§ DIRECTIONS
Filtering the records below, copy only those lines that include the word "receives".

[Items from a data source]
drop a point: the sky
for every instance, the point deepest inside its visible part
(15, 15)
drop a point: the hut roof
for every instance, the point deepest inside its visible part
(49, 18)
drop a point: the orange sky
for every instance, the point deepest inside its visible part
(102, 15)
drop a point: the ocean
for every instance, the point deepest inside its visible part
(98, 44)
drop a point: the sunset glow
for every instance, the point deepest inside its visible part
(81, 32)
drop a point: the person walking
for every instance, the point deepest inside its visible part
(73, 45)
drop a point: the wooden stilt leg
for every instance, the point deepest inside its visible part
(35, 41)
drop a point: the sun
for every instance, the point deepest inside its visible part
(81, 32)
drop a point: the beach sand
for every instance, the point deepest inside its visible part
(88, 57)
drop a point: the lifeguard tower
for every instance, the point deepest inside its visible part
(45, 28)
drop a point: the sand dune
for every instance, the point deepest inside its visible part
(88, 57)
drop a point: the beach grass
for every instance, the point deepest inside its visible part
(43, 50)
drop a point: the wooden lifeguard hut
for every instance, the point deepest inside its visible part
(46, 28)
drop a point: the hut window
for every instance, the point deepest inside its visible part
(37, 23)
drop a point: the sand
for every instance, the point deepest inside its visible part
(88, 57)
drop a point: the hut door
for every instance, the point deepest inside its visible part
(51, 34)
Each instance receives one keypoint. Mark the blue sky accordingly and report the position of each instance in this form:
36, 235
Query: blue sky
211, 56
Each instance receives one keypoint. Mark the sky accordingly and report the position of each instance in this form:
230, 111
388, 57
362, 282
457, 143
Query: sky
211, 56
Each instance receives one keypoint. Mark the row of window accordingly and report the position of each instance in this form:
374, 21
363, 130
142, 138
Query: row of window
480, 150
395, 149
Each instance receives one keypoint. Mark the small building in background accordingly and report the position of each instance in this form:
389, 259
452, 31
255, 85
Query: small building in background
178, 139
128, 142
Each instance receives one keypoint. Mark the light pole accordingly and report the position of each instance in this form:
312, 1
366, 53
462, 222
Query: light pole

§ SOLUTION
Each instance receives one keypoint. Mark the blue sky accordingly and report the position of each instance in this form:
Each instance receives one keypoint. Mark the sky accordingly and report the position of each instance in this form:
Each instance receives one keypoint. Mark the row of window accordingly and report the position of each instance in this form:
Each instance receives one keypoint. Mark the small building in background accordingly and report the position of each instance in this form:
Each instance receives one keypoint. Mark the light pole accordingly and report the position of each instance in this form:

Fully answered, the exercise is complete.